[[ MATERIAL FOR THIS TASK, beginning ]]
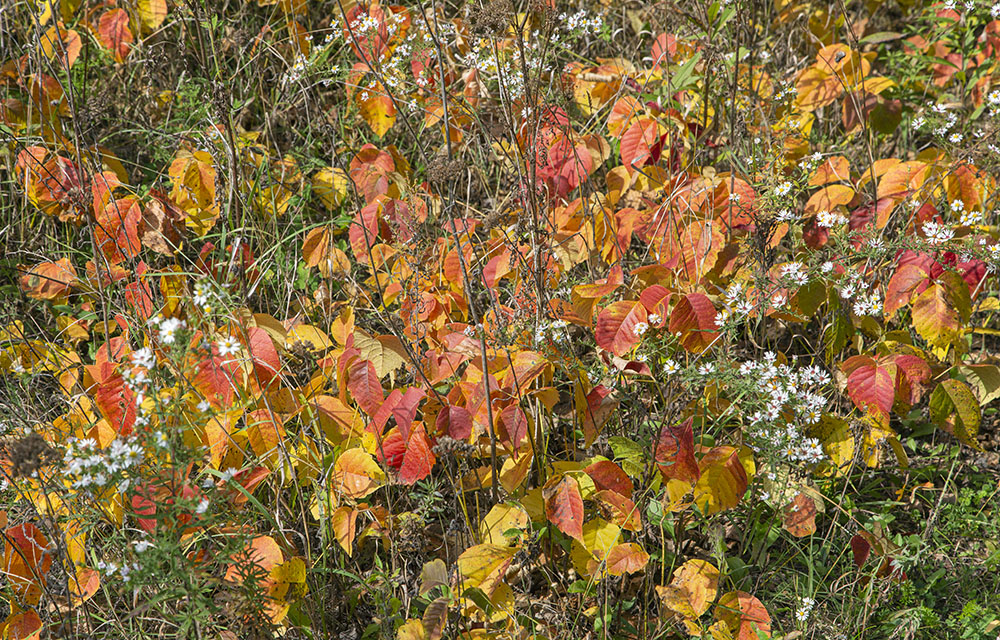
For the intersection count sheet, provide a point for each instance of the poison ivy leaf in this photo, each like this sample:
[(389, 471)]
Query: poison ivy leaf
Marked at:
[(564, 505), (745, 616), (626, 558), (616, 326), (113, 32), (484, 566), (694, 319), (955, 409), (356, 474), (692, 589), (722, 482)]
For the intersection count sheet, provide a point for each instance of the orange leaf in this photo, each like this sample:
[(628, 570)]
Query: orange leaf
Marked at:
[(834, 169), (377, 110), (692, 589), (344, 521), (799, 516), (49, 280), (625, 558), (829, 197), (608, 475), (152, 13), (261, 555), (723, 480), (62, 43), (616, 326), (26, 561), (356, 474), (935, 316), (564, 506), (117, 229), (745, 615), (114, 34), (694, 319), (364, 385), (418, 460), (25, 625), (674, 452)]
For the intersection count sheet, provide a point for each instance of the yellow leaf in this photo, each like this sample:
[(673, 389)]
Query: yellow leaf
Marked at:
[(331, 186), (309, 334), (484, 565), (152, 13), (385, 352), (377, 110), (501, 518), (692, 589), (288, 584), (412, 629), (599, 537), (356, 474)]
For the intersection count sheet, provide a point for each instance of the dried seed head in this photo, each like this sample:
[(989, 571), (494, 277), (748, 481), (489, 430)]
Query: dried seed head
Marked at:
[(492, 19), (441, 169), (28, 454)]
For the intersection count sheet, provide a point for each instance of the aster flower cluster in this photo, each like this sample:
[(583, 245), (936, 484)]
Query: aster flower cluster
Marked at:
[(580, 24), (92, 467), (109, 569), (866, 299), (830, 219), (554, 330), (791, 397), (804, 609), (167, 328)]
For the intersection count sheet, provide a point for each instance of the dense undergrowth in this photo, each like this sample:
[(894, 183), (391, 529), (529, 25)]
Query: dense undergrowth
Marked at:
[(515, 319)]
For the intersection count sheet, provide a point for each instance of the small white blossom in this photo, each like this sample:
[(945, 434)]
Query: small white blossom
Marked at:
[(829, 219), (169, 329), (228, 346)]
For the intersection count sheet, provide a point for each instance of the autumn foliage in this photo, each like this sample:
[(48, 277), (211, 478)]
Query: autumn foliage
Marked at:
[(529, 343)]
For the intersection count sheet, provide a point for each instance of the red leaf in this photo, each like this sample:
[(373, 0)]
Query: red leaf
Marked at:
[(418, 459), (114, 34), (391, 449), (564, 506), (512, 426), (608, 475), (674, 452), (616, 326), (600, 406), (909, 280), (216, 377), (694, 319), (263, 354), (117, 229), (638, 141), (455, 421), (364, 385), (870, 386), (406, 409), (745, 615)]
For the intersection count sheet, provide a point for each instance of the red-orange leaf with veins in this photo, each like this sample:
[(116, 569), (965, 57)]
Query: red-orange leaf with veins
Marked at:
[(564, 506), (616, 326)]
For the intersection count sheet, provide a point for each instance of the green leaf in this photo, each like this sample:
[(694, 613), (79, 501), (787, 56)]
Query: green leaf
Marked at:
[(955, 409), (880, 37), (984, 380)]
[[ MATERIAL FOR THIS TASK, end ]]
[[ MATERIAL FOR THIS TASK, beginning ]]
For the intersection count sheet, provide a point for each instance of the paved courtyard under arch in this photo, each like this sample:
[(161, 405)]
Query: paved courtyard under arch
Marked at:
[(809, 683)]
[[ MATERIAL FOR THIS TASK, end ]]
» PROMPT: Within the entries, find all lines that contain "dried" and copy each one.

» WRITTEN REPLY:
For the intersection count sheet, provide a point for each instance of the dried seed head in this photo, each like this sample:
Query: dried seed head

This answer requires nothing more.